◆ **Exercise A**
In the passage on the Holy Spirit, how did Micah describe the Christian life?
◆ **Exercise B**
Continue the passage on the Holy Spirit below from its last sentence.

     The Holy Spirit equips us for participation in Jesus ongoing ministry by the simple means of our being in his Presence experiencing the steadfast love and faithfulness which the Father has for the Son and the adoration for and desire to do the will of the Father.  It is that simple.  Simply being in the Presence of the Trinity transforms us to be more and more in person and character as Jesus the Son is so that we may live faithfully in the way he lived his earthly life.  So, the more we devote ourselves to being aware of the reality that we are in the Trinity's Presence the more we find that we are in the midst of doing his will.  So also, personal devotions and gathering together as the Body of Christ are indispensable to living the Christian life which Micah described as walking humbly with the LORD God all the while loving kindness and seeking justice.

◆ **Data to examine**
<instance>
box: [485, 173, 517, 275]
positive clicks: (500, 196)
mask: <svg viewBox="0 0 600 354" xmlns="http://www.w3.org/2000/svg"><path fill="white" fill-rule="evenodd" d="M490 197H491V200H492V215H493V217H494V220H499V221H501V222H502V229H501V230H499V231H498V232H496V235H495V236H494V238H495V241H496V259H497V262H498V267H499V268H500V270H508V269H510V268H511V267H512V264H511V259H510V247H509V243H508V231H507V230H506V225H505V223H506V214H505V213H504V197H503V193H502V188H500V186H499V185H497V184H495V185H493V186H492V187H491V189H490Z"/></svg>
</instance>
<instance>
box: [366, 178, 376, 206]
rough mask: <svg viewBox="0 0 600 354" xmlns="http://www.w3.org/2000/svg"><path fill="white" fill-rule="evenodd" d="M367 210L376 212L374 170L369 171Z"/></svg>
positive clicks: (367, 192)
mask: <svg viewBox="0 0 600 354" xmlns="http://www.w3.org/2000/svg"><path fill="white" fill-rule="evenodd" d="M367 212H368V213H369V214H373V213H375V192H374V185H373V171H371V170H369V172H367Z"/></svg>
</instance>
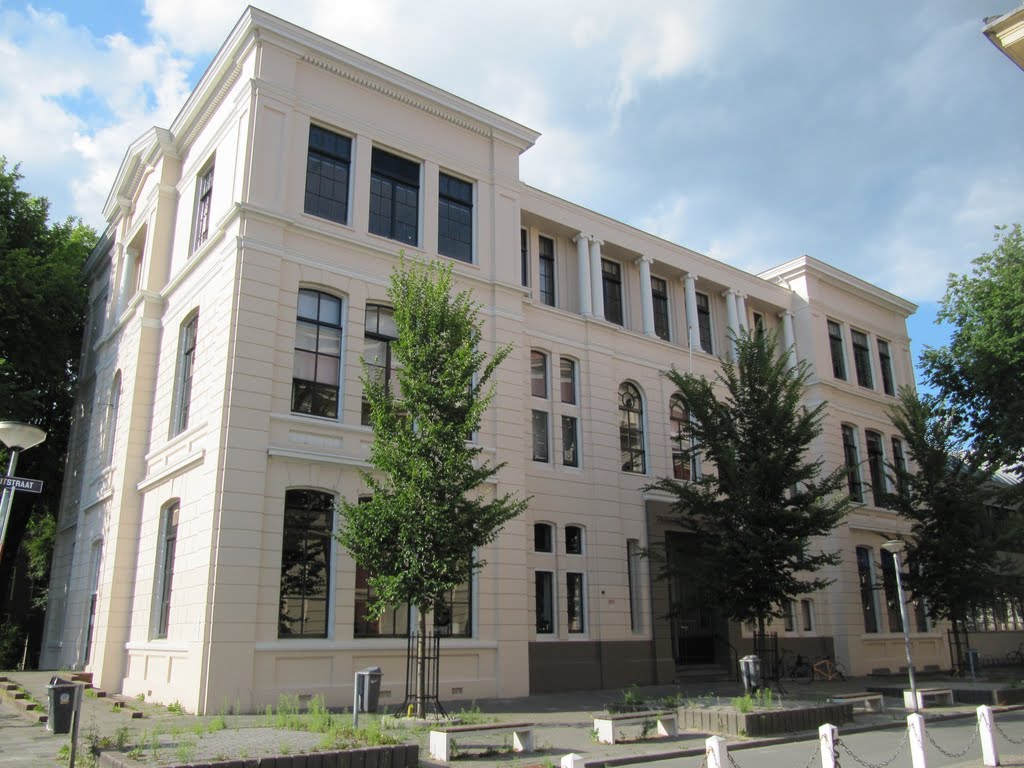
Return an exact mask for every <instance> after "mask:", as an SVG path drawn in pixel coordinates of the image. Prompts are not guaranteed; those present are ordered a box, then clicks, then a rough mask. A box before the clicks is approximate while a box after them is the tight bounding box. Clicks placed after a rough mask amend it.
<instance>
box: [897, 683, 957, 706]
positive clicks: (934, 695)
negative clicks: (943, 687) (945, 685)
mask: <svg viewBox="0 0 1024 768" xmlns="http://www.w3.org/2000/svg"><path fill="white" fill-rule="evenodd" d="M903 706H904V707H905V708H906V709H908V710H912V709H913V694H912V693H911V692H910V691H908V690H905V691H903ZM952 706H953V691H952V688H918V709H921V710H923V709H925V708H926V707H952Z"/></svg>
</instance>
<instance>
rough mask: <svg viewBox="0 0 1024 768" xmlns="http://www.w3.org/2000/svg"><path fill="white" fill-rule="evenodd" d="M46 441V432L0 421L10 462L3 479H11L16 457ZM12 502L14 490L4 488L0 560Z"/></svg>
mask: <svg viewBox="0 0 1024 768" xmlns="http://www.w3.org/2000/svg"><path fill="white" fill-rule="evenodd" d="M45 439H46V432H44V431H43V430H41V429H40V428H39V427H34V426H32V425H31V424H23V423H22V422H18V421H0V442H2V443H3V444H4V445H6V446H7V447H8V450H9V451H10V461H9V462H8V464H7V474H6V475H5V477H13V476H14V470H15V469H16V468H17V455H18V454H20V453H22V452H23V451H28V450H29V449H30V447H33V446H34V445H38V444H39V443H40V442H42V441H43V440H45ZM13 500H14V488H12V487H7V486H4V489H3V496H2V497H0V560H2V559H3V541H4V538H5V537H6V536H7V519H8V517H9V516H10V505H11V502H12V501H13Z"/></svg>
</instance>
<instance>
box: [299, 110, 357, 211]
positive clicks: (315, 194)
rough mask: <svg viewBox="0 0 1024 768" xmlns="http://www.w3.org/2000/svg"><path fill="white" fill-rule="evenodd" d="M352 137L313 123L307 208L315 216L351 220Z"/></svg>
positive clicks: (308, 152) (307, 197) (310, 133)
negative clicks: (349, 170) (349, 212)
mask: <svg viewBox="0 0 1024 768" xmlns="http://www.w3.org/2000/svg"><path fill="white" fill-rule="evenodd" d="M351 160H352V139H350V138H349V137H348V136H342V135H339V134H337V133H334V132H333V131H329V130H327V129H326V128H321V127H319V126H316V125H310V126H309V150H308V152H307V154H306V189H305V200H304V207H303V210H304V211H305V212H306V213H309V214H312V215H313V216H319V217H321V218H324V219H330V220H331V221H337V222H338V223H339V224H347V223H348V173H349V167H350V164H351Z"/></svg>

◆ **Task answer A**
As walking humbly with the LORD God while loving kindness and seeking justice.

◆ **Task answer B**
      We are integral parts of what the Trinity is doing, of his Kingdom coming on Earth.  Being faithful is not our simply doing what we think we ought to be doing or what we think churches ought to be doing and hoping that the Trinity will somehow be a part of it.  Faithfulness flows from faith and faith is the word the Bible gives to the relational reality of our being in the Presence of the Trinity.  Time spent in the Presence of the Triune God of grace transforms us by grace to be able to walk the walk of faith and faithfulness.  As the Trinity is a relational Communion of Persons it follows that our nurturing together our relationship with the Trinity is utterly fundamental to anything we do as Christians.  The transformation the Holy Spirit works in us by grace is a new heart that loves kindness and seeks justice.  Again, he does in us what Jesus the Son has done for us.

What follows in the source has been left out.